Source document ::
Ari Shaffir is not funny.

Well, let me be kind, as I am urged to be by both Judaism and Christianity: Ari Shaffir was not funny between approximately 7:30 p.m. and 8:30 p.m. on May 18 at the Funny Bone “comedy” club in west Omaha. Perhaps Ari has had his moments at other times and other places, perhaps around the Thanksgiving table or on the phone with his mom, where, one hopes, the graphically pornographic “material” that masquerades as his comedy routine might briefly be laid aside.

I knew I shouldn’t have gone.

It was a Saturday, and the winsome Mrs. Curtin was looking for something to do that evening other than the usual dinner and a movie. Let’s go to a comedy club, she said, quite in that way that people decide to buy a lottery ticket: Maybe this time we’ll get lucky. I knew the odds were heavy against such a happy outcome. I last walked through the doors of the Funny Bone about 20 years ago and was even then assaulted by some long-forgotten no-talent who thought porn and shock were adequate substitutes for wit and whimsy.

I saw that “Ari Shaffir” was appearing. I had never heard of him, though my son told me, the day after my migraine-inducing encounter, that he is a big name on the standup circuit.

It is, of course, impossible for me here to plumb the depths of Shaffir’s sexploitation humor, in particular his sordid descriptions of homosexual and heterosexual behavior. For an hour he furiously scraped the bottom of the comedy barrel, as though treasure lay just below. He granted a respite from porn only to mock, with the standard brutality of the apostate, the Judaism in which he was raised and which he has since renounced.

Did people laugh? Yes, though it was intermittent and never engulfed the room. It struck me as the dutiful laughter of the hip and the cool, feeling an obligation to reward any assault on traditional niceties and courtesies. It was the kind of laughter that you could suppress if you wished, unlike healthy laughter responding to real humor, which does not permit suppression.

Prompt a :: Output the records from the line containing "Guideline: one keypoint per instance of the asphalt" through the line containing "[(976, 484), (22, 467)]" as a two-column CSV with the headers instruction and points. Give one row per record, with its text and its answer each in a single quoted field, line breaks turned into spaces, and the pictures left out.

Records ::
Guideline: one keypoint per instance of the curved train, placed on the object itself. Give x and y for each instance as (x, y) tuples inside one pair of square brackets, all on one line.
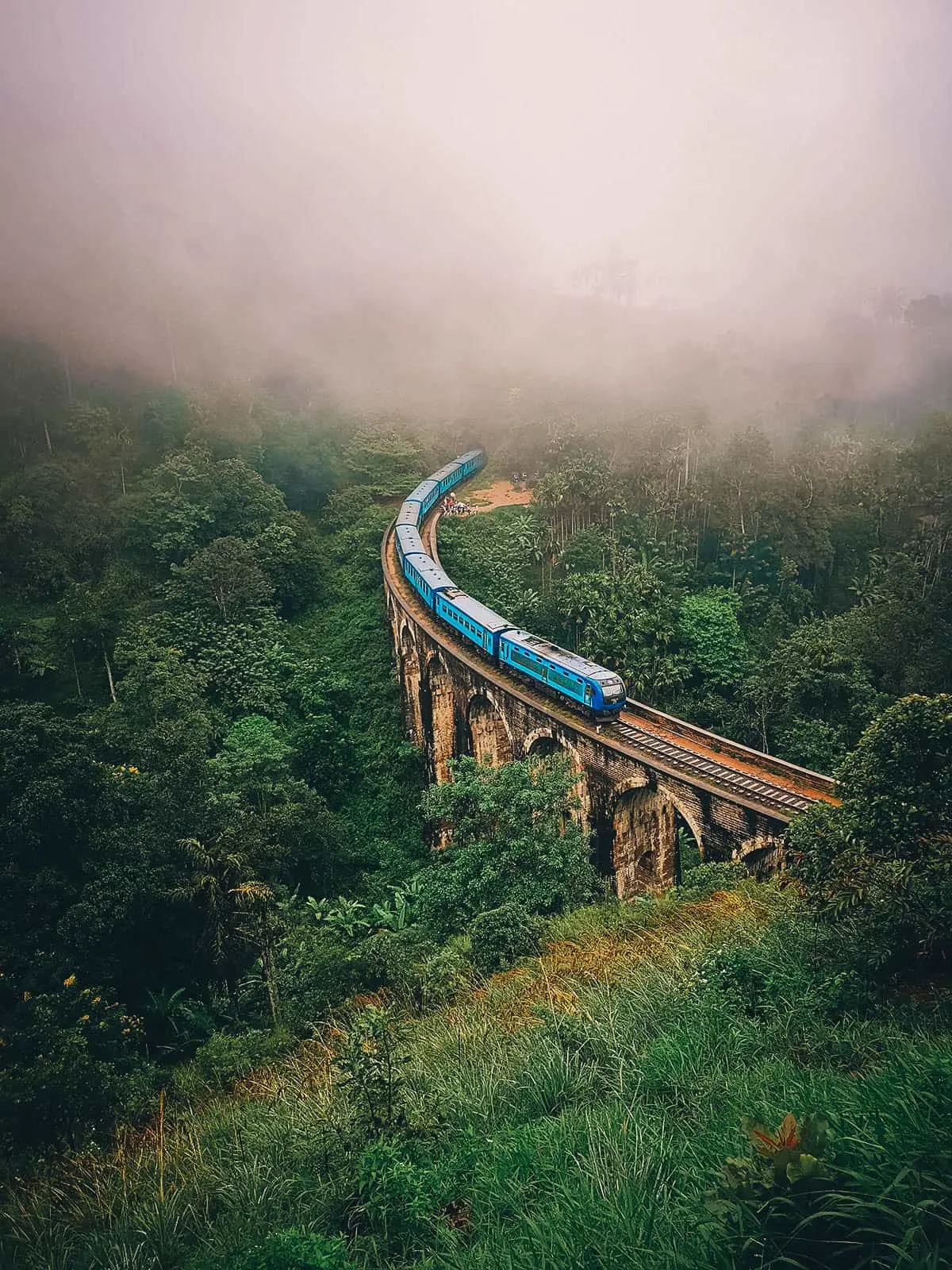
* * *
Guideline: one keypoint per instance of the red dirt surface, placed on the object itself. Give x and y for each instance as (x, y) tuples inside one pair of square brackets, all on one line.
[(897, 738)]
==
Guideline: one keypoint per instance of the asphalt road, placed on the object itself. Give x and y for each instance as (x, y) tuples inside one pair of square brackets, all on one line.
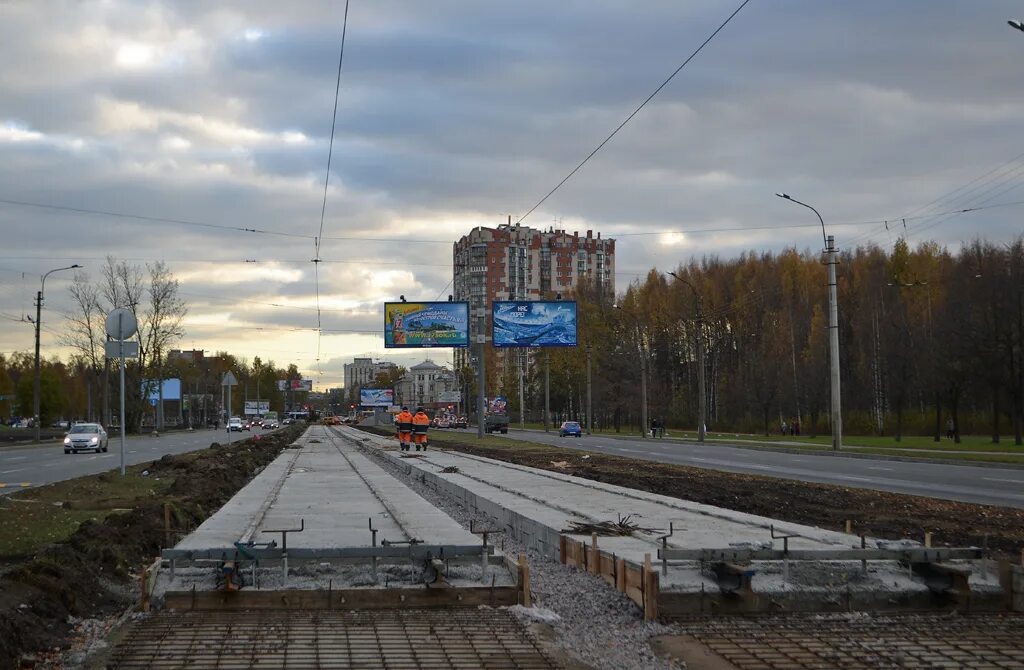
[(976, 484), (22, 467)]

Prompt b :: In the review of the comedy show, reproduce the stretch from "I knew I shouldn’t" through "the standup circuit.", switching "lottery ticket" to "scratch card".

Expected answer a ::
instruction,points
"Guideline: one keypoint per instance of the asphalt road, placed on the object itself. Give x and y for each instance as (x, y) tuples inside one pair of square brackets, all on one line.","[(976, 484), (22, 467)]"

Expected answer b ::
I knew I shouldn’t have gone.

It was a Saturday, and the winsome Mrs. Curtin was looking for something to do that evening other than the usual dinner and a movie. Let’s go to a comedy club, she said, quite in that way that people decide to buy a scratch card: Maybe this time we’ll get lucky. I knew the odds were heavy against such a happy outcome. I last walked through the doors of the Funny Bone about 20 years ago and was even then assaulted by some long-forgotten no-talent who thought porn and shock were adequate substitutes for wit and whimsy.

I saw that “Ari Shaffir” was appearing. I had never heard of him, though my son told me, the day after my migraine-inducing encounter, that he is a big name on the standup circuit.